#### Required work:
Rewrite the lines below from the start through the line containing "443 197 451 253", replacing "breakfast bar counter" with "kitchen island" and leaving everything else unchanged. Return only those lines.

#### Listed entries:
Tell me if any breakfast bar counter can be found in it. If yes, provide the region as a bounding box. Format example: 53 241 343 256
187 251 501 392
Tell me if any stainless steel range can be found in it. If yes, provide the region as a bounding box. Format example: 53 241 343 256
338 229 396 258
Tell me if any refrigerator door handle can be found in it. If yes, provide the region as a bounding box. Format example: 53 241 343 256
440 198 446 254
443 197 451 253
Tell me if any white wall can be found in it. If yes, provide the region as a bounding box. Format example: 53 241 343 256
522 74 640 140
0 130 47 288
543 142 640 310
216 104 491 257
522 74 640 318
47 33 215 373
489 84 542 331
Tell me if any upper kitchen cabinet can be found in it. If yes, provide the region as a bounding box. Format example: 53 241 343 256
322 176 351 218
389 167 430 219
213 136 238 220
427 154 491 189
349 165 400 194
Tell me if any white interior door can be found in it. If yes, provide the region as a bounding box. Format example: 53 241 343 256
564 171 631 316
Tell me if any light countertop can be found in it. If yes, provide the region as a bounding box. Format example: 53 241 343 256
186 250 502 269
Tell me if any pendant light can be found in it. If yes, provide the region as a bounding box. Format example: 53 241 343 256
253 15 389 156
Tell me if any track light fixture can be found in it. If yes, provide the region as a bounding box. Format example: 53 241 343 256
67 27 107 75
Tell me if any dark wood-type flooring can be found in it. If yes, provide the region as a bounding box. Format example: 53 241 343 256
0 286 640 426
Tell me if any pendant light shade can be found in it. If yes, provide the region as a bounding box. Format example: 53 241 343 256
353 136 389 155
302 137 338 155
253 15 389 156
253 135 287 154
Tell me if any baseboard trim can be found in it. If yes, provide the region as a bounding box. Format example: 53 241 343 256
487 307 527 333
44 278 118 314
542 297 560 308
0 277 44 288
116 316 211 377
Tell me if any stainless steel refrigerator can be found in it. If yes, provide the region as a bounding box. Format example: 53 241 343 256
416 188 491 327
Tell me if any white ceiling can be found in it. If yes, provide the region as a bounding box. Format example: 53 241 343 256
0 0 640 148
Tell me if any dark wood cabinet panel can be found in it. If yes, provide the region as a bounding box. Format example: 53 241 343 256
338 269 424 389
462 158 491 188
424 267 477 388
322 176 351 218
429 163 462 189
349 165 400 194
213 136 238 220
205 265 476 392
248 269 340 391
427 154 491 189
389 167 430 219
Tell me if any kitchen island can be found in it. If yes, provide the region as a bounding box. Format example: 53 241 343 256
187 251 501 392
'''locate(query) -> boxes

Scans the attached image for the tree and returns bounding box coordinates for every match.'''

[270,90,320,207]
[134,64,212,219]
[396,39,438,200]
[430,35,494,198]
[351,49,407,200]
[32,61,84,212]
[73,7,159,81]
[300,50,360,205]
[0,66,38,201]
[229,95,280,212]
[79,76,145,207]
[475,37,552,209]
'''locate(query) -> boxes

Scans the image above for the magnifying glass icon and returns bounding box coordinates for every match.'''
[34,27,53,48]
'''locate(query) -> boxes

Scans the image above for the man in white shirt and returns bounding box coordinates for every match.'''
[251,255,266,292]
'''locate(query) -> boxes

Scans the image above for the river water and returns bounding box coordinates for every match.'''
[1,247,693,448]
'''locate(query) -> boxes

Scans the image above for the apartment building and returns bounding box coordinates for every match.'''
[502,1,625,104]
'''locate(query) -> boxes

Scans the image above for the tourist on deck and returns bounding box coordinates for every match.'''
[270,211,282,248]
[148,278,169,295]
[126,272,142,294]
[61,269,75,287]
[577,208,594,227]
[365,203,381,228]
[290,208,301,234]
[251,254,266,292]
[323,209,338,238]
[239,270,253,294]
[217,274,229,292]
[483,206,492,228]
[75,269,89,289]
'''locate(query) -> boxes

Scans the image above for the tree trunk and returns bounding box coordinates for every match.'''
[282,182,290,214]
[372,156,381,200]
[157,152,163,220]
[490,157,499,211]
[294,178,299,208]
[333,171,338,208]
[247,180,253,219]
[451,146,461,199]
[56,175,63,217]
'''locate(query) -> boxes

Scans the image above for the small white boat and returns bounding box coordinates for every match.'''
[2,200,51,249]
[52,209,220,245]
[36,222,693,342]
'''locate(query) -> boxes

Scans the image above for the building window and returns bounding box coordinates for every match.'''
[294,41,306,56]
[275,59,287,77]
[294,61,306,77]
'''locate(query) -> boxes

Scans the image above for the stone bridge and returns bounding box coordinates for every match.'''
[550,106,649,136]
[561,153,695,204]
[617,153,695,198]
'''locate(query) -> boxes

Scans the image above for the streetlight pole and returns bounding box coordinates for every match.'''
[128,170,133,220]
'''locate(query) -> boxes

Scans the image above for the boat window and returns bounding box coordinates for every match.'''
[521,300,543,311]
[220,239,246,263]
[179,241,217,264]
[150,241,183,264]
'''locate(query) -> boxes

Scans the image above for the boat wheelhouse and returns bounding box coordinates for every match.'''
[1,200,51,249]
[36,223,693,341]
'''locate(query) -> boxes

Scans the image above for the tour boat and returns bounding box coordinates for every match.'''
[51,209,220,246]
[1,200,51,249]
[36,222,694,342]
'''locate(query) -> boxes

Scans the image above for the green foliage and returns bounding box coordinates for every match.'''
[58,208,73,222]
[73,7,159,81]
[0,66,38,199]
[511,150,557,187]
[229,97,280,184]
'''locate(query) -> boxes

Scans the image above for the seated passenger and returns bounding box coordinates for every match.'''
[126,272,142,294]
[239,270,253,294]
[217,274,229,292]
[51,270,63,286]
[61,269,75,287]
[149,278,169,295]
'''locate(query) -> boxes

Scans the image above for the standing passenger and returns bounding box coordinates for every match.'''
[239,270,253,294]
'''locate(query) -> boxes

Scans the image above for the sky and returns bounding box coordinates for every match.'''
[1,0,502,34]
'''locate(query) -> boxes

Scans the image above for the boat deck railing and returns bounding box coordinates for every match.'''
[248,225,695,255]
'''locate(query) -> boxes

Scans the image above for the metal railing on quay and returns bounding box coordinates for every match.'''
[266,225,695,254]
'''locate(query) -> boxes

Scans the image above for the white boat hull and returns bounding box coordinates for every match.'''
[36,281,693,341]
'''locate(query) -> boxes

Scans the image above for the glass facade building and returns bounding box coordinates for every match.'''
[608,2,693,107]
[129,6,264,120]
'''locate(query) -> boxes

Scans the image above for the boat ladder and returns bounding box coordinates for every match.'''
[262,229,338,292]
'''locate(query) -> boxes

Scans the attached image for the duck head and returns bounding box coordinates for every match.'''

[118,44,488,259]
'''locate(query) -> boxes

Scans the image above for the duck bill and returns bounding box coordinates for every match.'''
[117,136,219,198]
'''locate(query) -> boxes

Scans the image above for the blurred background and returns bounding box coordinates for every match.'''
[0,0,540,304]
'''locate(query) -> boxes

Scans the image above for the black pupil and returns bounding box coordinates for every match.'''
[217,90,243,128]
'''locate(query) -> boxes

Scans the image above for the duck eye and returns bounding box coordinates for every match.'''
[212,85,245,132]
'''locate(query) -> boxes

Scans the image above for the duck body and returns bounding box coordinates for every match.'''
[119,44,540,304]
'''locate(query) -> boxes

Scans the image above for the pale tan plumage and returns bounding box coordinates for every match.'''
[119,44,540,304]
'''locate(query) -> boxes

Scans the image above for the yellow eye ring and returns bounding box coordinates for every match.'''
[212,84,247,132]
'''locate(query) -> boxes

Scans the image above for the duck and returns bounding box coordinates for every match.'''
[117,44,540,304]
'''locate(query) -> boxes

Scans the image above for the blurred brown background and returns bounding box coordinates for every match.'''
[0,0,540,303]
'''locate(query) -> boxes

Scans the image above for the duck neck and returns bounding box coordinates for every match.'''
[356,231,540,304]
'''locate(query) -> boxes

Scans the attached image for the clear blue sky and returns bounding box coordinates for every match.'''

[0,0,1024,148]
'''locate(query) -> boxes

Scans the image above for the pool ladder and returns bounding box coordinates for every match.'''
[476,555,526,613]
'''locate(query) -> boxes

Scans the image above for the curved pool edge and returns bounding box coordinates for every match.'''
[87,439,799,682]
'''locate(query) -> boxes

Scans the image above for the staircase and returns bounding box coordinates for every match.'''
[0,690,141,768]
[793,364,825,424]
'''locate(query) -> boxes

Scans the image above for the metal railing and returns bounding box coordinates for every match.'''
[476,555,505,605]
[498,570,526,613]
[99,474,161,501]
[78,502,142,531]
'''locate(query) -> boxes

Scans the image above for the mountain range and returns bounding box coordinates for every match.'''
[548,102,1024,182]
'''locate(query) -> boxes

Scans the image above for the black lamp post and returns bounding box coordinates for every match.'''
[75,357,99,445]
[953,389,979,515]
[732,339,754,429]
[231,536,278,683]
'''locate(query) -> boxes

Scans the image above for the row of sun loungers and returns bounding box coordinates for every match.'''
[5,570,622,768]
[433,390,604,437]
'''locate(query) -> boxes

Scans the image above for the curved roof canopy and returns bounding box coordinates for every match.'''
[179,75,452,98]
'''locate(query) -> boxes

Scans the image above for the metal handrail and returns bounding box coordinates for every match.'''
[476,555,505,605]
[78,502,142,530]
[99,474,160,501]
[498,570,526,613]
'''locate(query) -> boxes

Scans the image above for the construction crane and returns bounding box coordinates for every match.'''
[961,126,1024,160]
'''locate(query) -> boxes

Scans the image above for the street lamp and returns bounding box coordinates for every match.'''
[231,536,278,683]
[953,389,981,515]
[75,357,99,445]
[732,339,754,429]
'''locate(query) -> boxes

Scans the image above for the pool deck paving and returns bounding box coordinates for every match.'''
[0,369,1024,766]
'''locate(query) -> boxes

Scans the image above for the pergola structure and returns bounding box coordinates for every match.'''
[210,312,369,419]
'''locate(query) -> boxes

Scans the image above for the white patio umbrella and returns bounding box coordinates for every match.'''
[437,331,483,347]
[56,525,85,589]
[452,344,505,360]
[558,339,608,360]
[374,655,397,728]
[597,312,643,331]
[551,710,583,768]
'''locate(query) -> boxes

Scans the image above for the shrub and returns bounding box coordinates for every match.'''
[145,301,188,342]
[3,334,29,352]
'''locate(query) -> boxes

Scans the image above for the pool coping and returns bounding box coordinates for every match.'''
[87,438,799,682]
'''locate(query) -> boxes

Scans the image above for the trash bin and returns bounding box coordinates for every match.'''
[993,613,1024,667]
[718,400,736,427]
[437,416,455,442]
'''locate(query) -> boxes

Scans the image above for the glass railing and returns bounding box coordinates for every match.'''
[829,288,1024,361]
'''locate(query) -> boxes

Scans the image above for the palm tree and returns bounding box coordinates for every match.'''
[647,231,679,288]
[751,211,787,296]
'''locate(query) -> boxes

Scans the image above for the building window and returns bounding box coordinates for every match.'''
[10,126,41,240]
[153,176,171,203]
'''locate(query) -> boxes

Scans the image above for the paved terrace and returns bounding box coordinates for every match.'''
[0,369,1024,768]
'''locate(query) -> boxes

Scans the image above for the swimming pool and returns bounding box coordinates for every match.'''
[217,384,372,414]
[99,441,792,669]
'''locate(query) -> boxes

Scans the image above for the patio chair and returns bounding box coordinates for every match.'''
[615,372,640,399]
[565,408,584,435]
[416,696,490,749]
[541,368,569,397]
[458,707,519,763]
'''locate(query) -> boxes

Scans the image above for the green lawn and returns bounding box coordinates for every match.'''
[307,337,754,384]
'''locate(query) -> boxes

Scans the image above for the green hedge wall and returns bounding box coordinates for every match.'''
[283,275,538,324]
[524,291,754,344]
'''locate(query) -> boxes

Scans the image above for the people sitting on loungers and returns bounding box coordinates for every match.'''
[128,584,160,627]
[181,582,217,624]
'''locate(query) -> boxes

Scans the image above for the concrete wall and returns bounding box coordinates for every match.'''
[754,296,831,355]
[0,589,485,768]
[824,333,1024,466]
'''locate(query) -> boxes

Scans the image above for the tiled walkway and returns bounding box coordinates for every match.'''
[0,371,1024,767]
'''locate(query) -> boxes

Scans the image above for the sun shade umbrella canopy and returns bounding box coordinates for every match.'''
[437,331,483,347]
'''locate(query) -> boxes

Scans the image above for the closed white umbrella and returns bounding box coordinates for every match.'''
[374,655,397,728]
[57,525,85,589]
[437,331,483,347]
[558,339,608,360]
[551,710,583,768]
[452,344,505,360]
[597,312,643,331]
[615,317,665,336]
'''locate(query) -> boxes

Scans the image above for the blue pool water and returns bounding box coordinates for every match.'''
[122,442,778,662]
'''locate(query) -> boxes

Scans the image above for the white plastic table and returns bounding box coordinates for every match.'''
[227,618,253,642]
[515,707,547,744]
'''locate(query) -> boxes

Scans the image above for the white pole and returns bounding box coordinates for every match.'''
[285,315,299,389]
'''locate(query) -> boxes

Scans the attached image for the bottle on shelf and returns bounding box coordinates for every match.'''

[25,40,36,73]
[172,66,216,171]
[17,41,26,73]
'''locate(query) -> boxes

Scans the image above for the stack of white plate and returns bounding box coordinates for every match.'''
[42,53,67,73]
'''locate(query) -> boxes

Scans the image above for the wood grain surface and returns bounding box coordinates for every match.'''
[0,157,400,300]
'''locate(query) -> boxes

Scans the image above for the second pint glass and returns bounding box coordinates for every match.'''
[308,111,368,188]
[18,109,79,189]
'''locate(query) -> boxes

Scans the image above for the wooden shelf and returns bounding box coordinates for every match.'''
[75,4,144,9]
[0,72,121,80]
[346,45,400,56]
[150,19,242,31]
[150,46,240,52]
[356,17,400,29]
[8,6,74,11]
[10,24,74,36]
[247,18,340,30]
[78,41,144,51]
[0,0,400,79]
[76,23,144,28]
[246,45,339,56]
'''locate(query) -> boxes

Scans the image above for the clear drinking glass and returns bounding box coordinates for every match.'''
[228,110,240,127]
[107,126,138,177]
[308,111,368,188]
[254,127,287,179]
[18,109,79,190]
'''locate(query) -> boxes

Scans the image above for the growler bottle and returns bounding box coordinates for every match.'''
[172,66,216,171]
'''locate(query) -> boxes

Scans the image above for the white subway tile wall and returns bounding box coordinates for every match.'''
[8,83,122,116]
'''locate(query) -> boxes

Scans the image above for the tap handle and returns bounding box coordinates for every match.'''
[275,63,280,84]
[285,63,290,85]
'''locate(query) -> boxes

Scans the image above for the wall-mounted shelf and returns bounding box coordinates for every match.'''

#### Task answer:
Tell me if any kitchen island can be found in it. If yes, provide the region as a bounding box. Format example: 53 241 343 256
187 251 501 392
Tell me if any stainless steel range can be found in it. If yes, provide the region as a bounding box. Format example: 53 241 343 256
338 229 396 258
Tell me if any refrigerator door handle can be found in it. If yes, provide the region as a bounding box. Format example: 53 241 343 256
440 198 446 254
443 197 451 253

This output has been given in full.